__Consigne écrite__. Relevez toutes les personnes désignées par leur nom dans l’extrait ci-dessous sur le socialisme et le communisme.
──────── Extrait de page ────────
Et, comme le souligne Philippe Chanial, c’est bien d’un
tel souci d’universalisation que procèdent les élaborations
d’une morale sociale, d’une philosophie sociale complète,
d’une anthropologie générale par un Benoît
Malon à la fin du xixe siècle, effort qui aura tant
d’influence sur un socialiste aussi important que Jean Jaurès.
Car pour Malon, l’association est « mère non
seulement de la moralité mais encore du développement
de l’humanité ». Et il ajoutait, « sans
l’association, l’homme ne serait pas né ».
[21] Tout autre est, selon Durkheim, le communisme. Il s’agit
d’un modèle idéal de société porté,
de loin en loin dans l’histoire, par des théoriciens
et des philosophes isolés. Ce modèle n’est pas
centré sur la production des richesses et l’organisation
collective de la production, mais sur un idéal de vie commune.
──────── Matériel ────────
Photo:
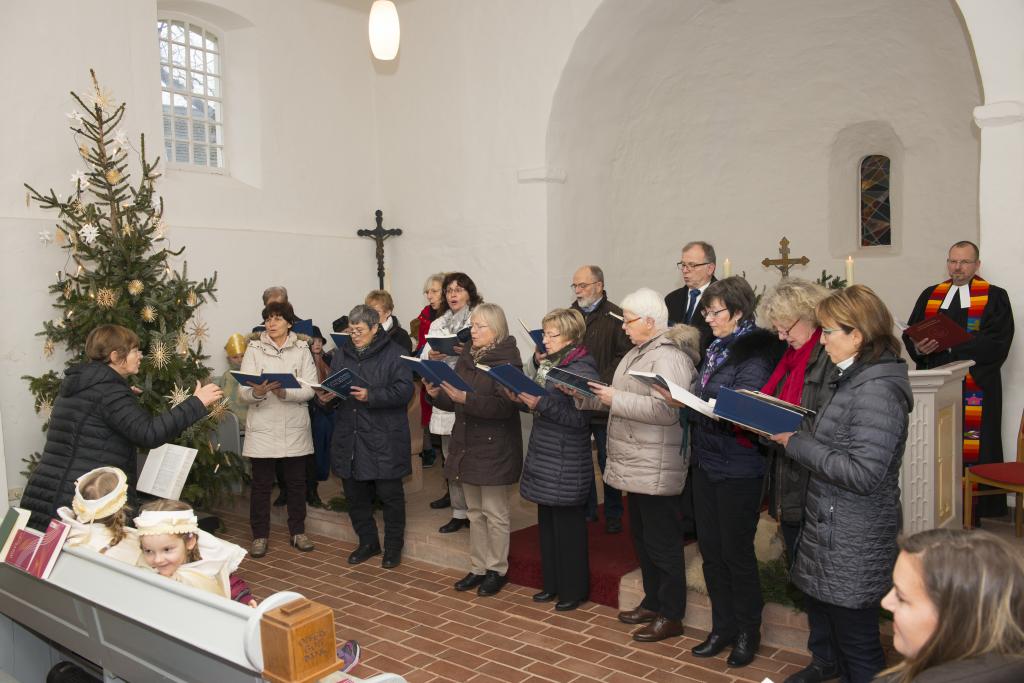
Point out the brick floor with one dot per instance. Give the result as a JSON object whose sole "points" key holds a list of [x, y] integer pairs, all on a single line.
{"points": [[411, 622]]}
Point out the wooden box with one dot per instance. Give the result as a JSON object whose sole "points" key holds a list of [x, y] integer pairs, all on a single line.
{"points": [[298, 642]]}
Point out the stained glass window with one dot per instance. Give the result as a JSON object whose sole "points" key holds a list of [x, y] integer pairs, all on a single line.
{"points": [[192, 90], [876, 207]]}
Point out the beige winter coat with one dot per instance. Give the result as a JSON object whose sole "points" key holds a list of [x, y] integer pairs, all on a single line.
{"points": [[644, 435], [274, 427]]}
────────
__Réponse__. Philippe Chanial, Benoît Malon, Jean Jaurès, Durkheim